WHAT THE TASK REQUIRES:
Quote word for word the lines starting at the line with "Question. For every instance of the perched" and ending at the final line of the entries. Leave out any pictures.

RECORDED INFORMATION:
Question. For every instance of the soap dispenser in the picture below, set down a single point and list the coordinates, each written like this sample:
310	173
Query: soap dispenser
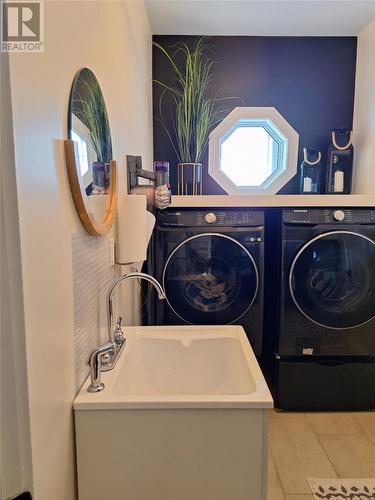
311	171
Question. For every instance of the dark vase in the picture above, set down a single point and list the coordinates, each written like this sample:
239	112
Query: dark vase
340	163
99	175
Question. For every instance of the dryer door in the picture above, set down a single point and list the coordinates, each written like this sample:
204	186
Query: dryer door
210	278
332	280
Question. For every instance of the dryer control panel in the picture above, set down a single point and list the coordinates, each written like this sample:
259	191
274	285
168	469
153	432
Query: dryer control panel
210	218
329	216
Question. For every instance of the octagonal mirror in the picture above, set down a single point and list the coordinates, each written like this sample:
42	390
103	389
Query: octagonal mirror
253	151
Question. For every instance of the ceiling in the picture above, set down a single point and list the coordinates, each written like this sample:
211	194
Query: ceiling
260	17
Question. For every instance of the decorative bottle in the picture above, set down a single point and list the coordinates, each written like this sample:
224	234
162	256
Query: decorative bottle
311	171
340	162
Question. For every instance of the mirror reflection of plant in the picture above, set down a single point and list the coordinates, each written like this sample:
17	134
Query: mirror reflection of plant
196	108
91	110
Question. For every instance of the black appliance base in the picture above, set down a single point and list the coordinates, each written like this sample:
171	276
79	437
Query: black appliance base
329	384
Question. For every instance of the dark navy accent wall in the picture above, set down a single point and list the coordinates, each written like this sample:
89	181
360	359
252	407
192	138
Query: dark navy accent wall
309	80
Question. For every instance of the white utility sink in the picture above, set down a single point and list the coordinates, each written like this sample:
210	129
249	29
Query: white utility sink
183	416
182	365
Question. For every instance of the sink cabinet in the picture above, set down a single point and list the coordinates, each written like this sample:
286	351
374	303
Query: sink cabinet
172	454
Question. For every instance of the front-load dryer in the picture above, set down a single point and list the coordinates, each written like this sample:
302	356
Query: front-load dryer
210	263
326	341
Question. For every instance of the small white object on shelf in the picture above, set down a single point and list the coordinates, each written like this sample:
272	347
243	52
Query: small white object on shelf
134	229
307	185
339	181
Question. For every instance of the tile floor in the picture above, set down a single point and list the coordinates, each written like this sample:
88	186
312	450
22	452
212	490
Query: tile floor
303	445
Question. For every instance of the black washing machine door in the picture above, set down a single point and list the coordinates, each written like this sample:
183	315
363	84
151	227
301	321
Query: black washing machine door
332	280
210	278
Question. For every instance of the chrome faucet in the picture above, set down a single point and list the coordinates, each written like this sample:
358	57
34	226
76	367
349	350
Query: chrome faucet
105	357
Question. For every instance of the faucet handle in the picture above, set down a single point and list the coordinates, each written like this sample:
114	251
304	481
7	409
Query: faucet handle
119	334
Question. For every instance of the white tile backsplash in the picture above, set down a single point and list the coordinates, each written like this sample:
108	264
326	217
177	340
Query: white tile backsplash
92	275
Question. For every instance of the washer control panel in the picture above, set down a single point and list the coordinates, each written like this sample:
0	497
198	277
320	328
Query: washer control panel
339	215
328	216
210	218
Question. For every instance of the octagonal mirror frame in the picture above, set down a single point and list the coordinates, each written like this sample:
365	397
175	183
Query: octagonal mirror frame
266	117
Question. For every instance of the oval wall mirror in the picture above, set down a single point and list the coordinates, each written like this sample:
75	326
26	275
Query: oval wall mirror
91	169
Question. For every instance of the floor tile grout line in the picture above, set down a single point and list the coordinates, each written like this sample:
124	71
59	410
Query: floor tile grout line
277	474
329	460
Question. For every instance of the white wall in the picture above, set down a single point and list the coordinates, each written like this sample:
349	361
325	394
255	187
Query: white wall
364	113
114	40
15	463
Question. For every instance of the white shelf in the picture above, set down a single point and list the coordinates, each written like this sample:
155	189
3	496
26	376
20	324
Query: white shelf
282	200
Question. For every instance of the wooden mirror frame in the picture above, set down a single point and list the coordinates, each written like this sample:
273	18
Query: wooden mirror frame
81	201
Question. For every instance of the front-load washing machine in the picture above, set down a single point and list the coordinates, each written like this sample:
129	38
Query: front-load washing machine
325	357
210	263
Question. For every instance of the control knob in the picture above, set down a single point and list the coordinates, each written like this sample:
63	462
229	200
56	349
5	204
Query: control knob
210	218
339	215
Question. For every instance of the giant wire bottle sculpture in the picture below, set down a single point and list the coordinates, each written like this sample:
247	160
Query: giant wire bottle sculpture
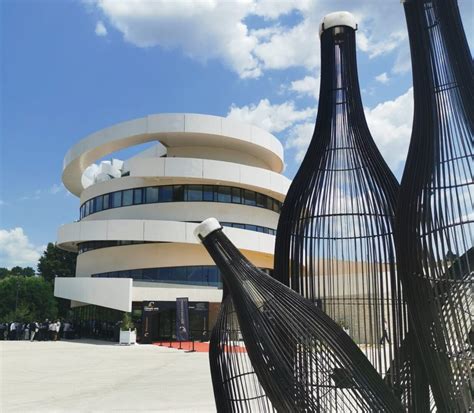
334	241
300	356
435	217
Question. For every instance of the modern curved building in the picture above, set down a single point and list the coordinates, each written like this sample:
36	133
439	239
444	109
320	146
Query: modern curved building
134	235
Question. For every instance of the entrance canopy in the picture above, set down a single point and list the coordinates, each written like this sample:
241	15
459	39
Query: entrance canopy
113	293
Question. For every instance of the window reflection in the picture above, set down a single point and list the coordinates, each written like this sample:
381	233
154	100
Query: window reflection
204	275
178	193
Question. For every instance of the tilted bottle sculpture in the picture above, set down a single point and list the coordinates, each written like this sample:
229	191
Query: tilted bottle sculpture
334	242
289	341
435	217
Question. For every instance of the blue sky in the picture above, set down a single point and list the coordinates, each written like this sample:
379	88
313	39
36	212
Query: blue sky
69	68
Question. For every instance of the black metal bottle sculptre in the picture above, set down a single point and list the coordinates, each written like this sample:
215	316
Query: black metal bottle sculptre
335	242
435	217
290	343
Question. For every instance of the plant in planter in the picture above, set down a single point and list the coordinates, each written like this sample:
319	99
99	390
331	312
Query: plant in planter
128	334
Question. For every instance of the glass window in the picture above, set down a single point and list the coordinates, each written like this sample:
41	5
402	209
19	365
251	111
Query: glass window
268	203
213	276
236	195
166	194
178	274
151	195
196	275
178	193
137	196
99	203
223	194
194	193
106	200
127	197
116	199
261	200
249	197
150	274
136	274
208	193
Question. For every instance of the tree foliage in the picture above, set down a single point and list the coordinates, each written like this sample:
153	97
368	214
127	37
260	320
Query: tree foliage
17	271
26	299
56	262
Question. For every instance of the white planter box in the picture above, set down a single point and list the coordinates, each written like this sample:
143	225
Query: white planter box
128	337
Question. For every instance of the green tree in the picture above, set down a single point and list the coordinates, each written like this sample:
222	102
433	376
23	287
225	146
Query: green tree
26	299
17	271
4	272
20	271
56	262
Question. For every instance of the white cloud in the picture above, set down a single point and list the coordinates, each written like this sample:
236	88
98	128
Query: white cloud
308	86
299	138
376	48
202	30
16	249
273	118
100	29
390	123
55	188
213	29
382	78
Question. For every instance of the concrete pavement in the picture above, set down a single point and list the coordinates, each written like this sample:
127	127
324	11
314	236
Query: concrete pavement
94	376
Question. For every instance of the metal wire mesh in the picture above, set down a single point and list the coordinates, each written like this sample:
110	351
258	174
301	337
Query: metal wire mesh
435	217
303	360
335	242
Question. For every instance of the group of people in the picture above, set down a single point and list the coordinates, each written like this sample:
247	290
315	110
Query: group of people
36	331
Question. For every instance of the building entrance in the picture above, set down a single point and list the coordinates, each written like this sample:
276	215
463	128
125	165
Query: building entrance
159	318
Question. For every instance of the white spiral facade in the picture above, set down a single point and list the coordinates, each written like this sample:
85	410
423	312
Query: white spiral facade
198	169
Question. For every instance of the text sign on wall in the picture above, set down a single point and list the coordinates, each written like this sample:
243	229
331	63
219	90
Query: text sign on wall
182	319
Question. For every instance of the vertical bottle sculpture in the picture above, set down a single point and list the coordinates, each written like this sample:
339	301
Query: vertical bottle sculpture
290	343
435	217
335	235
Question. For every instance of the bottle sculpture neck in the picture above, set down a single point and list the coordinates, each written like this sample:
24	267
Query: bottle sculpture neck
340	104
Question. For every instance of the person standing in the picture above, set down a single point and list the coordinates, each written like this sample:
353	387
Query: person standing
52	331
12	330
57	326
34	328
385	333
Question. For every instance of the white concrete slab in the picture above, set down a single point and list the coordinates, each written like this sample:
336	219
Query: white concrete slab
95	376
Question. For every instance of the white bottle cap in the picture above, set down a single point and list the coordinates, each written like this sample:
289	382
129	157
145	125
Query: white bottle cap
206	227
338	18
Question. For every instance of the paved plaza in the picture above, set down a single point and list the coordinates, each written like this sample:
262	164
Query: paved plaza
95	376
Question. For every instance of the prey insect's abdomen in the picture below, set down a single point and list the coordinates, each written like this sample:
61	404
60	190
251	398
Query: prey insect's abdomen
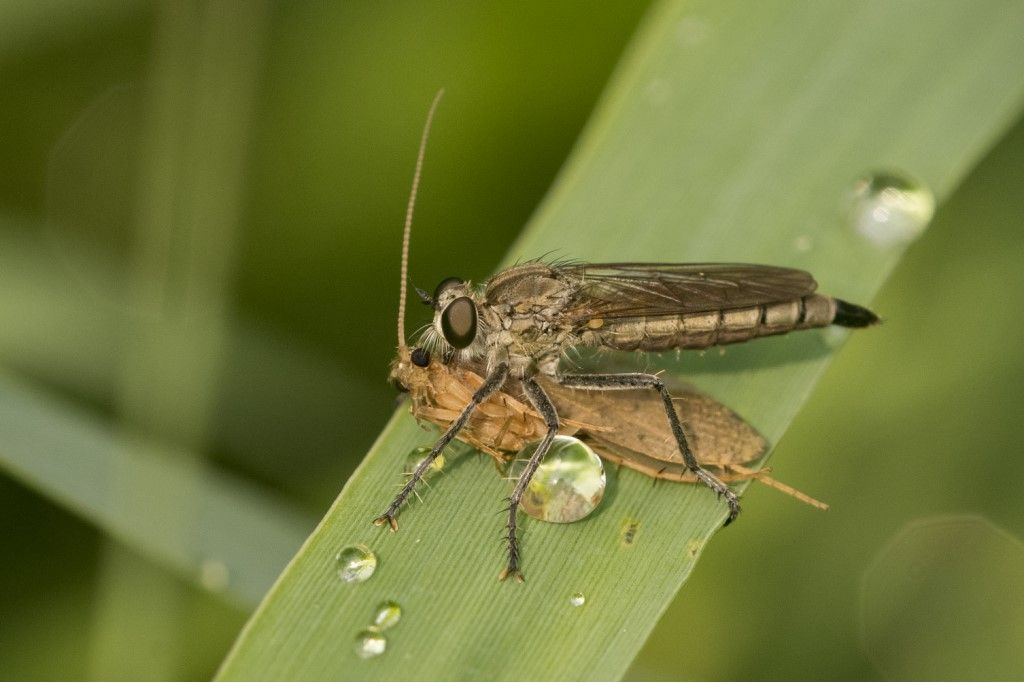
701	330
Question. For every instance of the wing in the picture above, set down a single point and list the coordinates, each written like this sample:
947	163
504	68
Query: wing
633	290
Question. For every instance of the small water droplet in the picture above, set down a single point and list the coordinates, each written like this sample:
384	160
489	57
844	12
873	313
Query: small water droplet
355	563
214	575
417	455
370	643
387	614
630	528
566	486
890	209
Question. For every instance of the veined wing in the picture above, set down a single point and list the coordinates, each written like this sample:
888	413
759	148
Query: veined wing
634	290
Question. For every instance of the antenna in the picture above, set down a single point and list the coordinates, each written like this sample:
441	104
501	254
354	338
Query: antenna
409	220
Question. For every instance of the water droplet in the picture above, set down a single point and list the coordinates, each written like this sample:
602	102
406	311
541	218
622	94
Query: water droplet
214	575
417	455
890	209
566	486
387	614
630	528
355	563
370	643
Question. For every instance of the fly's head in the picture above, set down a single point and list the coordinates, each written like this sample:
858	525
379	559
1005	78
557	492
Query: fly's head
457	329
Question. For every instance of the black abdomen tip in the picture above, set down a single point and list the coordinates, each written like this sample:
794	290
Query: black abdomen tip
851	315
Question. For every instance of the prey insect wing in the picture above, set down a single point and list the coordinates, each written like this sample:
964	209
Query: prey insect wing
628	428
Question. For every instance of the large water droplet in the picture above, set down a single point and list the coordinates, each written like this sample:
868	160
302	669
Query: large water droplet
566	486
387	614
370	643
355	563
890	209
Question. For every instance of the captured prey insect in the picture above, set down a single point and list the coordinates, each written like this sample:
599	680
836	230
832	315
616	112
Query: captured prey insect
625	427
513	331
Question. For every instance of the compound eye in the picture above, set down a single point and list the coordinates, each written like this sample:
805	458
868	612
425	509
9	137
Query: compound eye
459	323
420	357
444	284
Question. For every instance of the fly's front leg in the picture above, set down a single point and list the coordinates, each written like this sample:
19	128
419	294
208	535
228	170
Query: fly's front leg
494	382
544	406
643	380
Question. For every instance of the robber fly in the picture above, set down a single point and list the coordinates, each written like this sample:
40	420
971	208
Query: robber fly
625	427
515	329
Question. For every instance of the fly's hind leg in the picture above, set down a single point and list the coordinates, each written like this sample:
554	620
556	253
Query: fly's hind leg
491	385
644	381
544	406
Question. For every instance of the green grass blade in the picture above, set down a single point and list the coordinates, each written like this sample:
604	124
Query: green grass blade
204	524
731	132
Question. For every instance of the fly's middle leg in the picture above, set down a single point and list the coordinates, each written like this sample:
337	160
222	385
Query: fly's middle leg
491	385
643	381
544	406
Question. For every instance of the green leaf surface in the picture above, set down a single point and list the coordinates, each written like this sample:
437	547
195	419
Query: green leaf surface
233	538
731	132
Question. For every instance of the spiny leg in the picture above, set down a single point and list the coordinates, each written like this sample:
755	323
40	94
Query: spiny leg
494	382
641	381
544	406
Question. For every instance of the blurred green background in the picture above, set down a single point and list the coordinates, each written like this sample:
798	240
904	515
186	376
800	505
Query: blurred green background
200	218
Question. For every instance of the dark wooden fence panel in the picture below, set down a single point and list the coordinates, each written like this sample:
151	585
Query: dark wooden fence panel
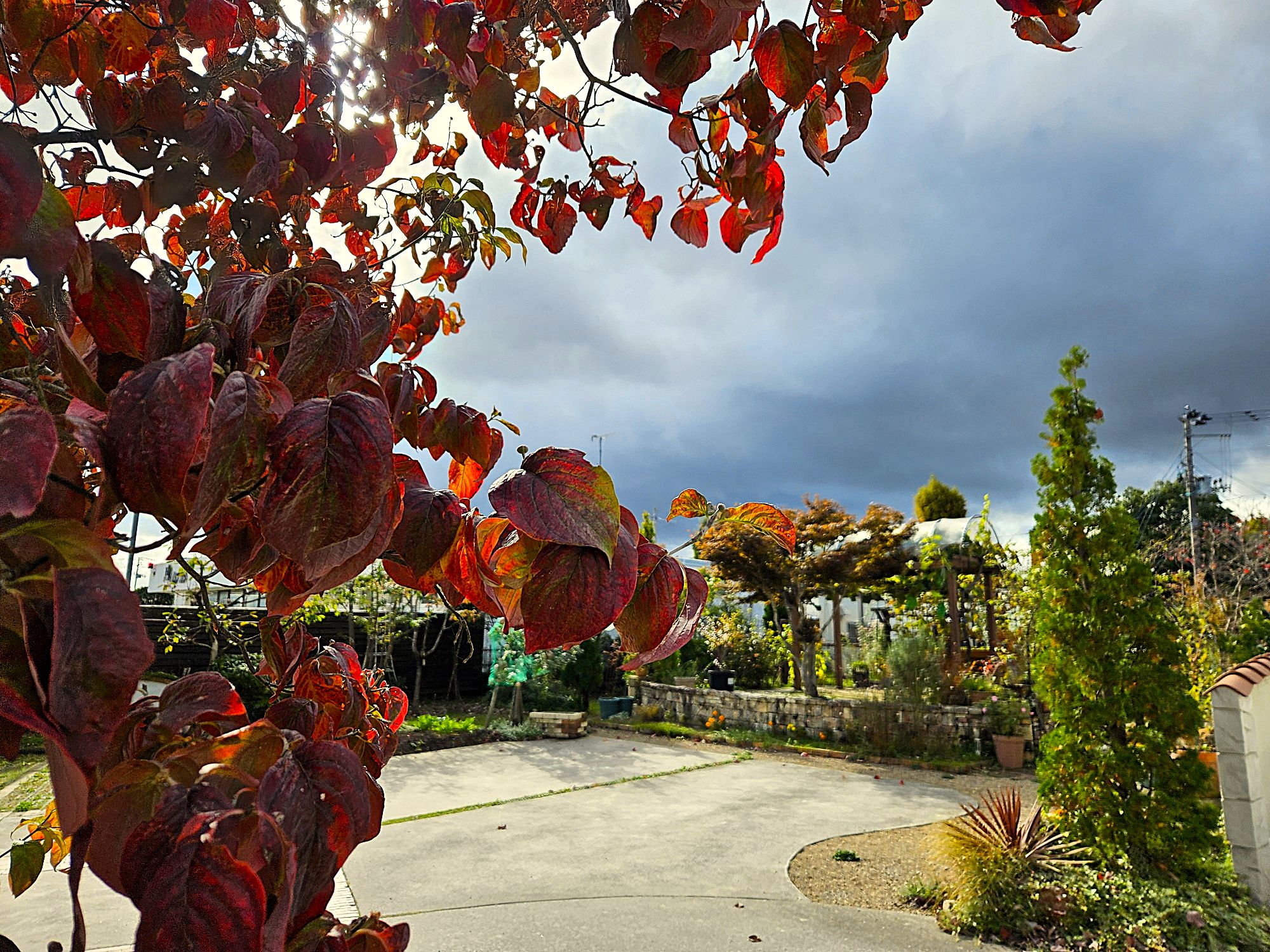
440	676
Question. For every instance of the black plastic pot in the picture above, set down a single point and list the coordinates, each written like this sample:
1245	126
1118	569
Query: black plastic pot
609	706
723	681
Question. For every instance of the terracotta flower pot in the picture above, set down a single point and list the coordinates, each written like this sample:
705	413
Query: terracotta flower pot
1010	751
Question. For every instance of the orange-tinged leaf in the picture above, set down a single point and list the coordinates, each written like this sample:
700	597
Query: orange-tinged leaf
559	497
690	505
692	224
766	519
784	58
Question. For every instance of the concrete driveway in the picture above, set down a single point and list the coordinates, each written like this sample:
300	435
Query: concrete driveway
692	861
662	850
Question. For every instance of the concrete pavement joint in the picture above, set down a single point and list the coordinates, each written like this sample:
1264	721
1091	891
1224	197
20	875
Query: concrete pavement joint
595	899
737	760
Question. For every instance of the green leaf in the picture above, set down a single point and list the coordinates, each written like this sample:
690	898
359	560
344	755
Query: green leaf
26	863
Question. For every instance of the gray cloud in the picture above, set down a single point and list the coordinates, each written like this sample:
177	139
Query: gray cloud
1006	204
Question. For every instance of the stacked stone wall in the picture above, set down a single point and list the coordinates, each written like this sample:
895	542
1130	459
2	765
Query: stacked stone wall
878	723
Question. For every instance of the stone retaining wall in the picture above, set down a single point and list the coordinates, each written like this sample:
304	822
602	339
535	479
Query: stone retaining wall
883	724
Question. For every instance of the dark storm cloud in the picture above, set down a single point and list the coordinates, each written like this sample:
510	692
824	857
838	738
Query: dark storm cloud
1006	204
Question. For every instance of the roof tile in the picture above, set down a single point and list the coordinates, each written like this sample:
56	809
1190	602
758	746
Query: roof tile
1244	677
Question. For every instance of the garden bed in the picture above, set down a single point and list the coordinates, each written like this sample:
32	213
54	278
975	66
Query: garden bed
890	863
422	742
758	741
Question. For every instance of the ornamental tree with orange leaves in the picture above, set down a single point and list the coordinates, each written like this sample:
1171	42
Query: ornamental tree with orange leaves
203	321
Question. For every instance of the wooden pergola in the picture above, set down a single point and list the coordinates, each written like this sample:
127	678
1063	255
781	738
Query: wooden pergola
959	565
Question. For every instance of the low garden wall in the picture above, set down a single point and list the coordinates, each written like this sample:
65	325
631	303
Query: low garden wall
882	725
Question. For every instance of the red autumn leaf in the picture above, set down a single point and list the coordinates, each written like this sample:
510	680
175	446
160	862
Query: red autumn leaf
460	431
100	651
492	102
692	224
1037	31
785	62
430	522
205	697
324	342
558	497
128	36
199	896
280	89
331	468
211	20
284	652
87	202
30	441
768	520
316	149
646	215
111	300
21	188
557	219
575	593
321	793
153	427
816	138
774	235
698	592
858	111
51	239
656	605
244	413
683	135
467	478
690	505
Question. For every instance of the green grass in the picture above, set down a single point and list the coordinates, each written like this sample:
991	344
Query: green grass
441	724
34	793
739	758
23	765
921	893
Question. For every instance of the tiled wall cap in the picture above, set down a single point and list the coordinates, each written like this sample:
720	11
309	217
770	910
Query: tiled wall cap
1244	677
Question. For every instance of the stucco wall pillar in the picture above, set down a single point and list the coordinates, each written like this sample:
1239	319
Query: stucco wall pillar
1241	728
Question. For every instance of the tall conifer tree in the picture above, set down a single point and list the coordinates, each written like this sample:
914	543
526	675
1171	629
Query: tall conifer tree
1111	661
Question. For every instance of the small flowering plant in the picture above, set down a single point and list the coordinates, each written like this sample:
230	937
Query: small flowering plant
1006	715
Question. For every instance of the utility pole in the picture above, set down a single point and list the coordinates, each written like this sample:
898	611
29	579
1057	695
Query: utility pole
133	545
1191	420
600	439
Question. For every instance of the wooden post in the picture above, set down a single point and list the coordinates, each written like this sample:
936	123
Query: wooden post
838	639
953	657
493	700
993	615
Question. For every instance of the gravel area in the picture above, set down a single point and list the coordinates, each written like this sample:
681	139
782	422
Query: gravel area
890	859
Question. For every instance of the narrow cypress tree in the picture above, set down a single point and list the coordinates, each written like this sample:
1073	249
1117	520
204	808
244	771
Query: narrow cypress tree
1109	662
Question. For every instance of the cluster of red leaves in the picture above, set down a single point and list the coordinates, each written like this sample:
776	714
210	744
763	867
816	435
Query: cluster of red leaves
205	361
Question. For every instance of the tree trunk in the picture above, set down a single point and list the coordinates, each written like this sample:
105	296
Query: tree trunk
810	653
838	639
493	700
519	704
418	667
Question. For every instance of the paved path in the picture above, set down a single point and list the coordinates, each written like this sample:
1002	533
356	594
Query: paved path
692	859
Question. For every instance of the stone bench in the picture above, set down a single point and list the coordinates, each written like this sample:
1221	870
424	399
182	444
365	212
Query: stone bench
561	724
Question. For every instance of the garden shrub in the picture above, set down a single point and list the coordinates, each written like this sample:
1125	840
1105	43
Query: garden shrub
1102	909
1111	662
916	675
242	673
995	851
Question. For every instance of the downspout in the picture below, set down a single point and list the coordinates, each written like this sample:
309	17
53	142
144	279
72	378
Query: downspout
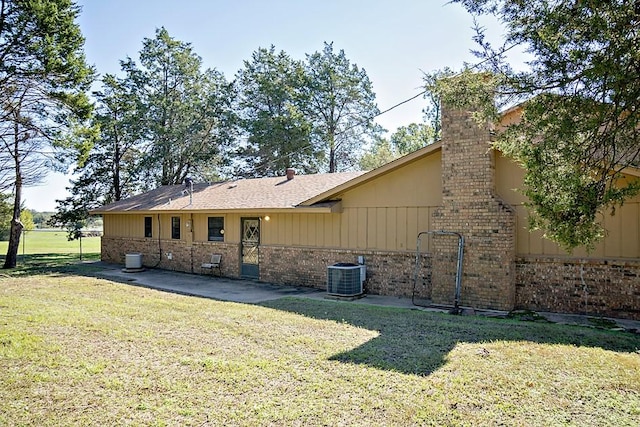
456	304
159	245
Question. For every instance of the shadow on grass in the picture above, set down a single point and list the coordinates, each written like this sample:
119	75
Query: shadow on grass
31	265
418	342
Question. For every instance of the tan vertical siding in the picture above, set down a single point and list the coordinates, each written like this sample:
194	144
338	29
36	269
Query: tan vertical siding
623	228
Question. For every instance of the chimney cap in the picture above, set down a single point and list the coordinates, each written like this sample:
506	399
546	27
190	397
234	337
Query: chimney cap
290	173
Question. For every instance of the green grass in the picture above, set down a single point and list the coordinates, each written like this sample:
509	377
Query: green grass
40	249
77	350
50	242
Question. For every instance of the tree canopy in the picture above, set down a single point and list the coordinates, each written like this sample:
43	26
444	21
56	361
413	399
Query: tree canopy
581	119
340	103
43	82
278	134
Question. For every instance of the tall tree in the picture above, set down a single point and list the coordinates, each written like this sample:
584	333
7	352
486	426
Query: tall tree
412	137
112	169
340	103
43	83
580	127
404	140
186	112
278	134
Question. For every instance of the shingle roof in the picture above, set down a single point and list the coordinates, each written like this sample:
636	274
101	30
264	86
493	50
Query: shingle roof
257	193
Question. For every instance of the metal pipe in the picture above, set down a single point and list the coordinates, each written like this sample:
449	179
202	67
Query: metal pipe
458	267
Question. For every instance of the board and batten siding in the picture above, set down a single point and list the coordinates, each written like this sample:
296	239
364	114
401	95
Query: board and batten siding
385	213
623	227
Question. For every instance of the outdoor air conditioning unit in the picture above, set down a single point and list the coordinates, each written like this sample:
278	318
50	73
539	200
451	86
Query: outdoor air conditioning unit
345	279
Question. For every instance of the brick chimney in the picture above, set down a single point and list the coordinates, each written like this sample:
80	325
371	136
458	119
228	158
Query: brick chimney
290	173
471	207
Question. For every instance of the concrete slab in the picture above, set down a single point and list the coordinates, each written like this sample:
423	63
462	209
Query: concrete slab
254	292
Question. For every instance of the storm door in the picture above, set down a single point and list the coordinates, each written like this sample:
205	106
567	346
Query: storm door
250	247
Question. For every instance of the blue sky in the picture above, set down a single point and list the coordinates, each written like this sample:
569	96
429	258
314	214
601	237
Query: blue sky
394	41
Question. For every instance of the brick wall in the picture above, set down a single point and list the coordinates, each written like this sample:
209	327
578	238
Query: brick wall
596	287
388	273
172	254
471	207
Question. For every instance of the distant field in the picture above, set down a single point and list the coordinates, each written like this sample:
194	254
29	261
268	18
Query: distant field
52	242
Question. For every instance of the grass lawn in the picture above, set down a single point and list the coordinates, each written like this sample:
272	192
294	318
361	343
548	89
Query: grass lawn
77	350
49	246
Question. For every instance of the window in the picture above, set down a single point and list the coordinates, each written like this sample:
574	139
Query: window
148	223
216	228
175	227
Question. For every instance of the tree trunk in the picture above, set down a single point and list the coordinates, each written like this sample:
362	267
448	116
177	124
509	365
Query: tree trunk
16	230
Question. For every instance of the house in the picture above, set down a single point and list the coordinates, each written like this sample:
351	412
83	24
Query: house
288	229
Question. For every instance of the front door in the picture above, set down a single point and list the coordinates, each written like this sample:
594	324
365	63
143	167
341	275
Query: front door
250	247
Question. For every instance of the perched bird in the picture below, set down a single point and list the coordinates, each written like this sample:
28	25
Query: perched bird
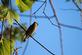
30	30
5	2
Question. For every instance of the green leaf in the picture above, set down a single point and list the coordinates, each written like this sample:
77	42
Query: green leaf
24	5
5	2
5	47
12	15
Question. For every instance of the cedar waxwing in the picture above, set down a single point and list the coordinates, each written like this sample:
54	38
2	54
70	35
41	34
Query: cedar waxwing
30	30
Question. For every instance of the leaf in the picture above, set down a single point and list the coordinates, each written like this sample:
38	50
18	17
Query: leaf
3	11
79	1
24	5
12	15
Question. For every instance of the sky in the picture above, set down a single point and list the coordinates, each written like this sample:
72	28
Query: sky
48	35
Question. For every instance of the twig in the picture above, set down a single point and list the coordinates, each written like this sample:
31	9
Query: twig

WRITTEN ANSWER:
Question. For every instance of the perched bird in the picture below, set down a single point and list the coordinates, each written like this sample:
28	25
Query: perched bird
30	30
5	2
Question. For every instance of the green leaf in the picture above, set down a single point and list the coordinates, each written like this sample:
77	42
Query: green leaf
24	5
5	2
5	47
12	15
Question. For every instance of the cedar waxwing in the picture above, set down a single point and list the coordinates, each written like this sample:
54	38
2	54
70	35
41	34
Query: cedar waxwing
30	30
Question. For every instance of the leaf in the picture above, set down a single point and list the coordinates, each written like this sample:
38	50
18	17
Query: leaf
3	11
79	1
24	5
12	15
Question. For every instance of the sky in the picture above, set down a single point and list the coordinates, each written like this sample:
72	28
Query: sky
48	35
Question. For every instance of the twig in the picture above, set down a single point and list the coordinates, each written like this sample:
31	9
Query: twig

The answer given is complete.